(What the exercise asks):
Restate word for word the lines of the entries below, starting with the line that holds "Expected behaviour: a marker sits on the parked" and ending with the line that holds "Expected behaviour: a marker sits on the woman sitting", and no others.

(Listed entries):
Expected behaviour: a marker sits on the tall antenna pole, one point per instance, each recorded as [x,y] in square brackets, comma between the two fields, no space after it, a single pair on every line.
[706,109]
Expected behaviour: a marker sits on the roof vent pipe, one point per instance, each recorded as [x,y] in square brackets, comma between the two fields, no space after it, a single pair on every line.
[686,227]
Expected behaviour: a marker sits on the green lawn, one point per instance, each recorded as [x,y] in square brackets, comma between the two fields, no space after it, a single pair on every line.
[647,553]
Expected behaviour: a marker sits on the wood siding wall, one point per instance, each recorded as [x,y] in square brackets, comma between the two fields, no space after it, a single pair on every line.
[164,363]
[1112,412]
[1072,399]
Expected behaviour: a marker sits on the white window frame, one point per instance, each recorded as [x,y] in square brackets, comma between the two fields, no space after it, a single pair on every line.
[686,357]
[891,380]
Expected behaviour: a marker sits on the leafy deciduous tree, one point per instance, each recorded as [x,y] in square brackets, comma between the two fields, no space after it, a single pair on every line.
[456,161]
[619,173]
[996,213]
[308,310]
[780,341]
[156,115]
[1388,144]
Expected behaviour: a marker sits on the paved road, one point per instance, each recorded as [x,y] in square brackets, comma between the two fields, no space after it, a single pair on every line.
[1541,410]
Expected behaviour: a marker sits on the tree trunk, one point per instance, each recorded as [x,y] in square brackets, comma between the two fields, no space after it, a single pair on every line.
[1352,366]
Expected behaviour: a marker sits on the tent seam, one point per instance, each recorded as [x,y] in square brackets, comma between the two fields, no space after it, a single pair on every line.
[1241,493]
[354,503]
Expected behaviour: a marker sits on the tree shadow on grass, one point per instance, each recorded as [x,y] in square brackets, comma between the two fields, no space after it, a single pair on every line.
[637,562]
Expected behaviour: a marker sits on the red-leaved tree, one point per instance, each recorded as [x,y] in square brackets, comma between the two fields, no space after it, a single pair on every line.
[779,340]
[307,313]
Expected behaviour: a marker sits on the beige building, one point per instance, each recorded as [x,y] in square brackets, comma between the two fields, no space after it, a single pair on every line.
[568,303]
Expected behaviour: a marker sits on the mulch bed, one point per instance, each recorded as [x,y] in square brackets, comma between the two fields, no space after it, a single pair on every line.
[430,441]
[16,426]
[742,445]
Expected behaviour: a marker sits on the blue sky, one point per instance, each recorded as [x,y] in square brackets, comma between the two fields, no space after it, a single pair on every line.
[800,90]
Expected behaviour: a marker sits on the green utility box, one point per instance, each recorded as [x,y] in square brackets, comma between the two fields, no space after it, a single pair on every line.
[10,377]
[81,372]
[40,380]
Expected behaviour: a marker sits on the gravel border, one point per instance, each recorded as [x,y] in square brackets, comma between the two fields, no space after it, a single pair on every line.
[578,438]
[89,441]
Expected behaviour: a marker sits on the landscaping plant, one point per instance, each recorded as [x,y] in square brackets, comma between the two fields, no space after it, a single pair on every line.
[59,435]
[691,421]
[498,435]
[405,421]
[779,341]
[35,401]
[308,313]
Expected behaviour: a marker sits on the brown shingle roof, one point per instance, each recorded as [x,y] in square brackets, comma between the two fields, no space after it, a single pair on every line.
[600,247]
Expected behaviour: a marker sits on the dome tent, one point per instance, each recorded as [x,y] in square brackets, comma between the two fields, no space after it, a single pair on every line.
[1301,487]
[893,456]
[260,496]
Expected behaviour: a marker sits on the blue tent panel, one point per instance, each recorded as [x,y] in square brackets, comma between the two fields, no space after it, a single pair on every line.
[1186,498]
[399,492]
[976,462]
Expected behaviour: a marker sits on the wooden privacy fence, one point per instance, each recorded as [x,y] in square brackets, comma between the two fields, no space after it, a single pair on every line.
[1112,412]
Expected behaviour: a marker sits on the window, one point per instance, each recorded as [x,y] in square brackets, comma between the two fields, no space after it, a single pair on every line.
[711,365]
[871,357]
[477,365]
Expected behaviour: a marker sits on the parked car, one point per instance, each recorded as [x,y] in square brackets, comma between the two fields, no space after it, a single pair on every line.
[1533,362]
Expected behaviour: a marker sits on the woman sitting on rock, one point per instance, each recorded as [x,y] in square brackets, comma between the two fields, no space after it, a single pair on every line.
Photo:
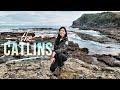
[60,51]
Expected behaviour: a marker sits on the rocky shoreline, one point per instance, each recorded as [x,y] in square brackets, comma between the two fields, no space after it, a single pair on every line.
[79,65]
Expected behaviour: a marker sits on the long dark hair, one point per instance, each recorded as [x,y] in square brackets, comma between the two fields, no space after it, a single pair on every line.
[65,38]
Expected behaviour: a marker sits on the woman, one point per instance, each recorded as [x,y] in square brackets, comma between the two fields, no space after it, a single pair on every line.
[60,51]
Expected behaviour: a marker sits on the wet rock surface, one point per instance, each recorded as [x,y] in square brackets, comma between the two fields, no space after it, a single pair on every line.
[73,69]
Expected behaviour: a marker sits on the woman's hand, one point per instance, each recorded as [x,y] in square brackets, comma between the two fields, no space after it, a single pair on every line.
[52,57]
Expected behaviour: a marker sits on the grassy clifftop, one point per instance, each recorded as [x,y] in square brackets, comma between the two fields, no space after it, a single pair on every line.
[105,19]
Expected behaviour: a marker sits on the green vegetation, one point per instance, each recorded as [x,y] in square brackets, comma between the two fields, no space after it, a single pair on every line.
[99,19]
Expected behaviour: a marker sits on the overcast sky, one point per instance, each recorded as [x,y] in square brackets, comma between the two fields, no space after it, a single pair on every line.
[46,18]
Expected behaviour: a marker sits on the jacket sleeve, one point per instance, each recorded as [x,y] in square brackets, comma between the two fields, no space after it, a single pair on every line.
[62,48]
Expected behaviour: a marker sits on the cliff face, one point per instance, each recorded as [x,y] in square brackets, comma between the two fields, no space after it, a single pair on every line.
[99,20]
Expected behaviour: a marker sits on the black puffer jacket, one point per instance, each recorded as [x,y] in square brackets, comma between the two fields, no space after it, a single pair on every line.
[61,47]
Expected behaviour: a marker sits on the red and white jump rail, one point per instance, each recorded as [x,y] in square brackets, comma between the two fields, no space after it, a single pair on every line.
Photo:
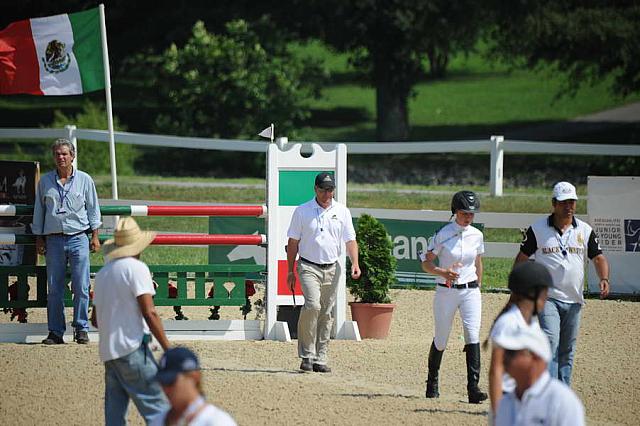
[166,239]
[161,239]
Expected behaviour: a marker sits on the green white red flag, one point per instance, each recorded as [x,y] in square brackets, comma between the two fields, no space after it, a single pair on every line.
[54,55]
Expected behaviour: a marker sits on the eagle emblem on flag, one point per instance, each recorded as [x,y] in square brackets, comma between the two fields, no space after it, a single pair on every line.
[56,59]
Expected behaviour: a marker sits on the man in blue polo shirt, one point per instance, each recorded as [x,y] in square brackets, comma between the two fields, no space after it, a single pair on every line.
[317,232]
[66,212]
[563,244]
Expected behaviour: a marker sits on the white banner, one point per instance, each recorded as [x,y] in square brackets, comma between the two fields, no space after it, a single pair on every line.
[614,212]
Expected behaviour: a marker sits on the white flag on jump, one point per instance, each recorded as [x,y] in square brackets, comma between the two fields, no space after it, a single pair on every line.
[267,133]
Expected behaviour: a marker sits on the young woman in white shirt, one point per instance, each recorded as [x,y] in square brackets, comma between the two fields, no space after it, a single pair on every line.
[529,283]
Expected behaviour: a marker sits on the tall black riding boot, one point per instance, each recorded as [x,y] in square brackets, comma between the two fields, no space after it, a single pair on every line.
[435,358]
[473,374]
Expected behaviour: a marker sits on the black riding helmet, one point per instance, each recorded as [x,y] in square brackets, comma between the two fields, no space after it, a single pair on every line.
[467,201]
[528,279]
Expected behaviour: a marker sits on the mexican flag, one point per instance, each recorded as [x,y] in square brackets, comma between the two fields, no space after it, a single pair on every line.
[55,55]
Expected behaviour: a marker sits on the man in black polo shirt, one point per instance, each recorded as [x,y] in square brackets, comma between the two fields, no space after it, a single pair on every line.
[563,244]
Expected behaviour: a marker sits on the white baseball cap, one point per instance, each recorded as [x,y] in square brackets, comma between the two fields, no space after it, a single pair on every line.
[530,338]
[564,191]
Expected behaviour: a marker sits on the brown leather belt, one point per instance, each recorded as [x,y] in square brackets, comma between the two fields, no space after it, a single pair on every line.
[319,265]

(Solved problem):
Expected behaviour: a marker sits on the parked car, one point per instance, each recorded as [x,y] in square brackets, comma between the two fields, no space after it, a single pair on every line.
[1533,362]
Expected behaviour: a marker sits on the woman sitting on rock, one point per instance, each recorded as [x,y] in square brackets, comma between the two fields, no space after it, a single pair on every line.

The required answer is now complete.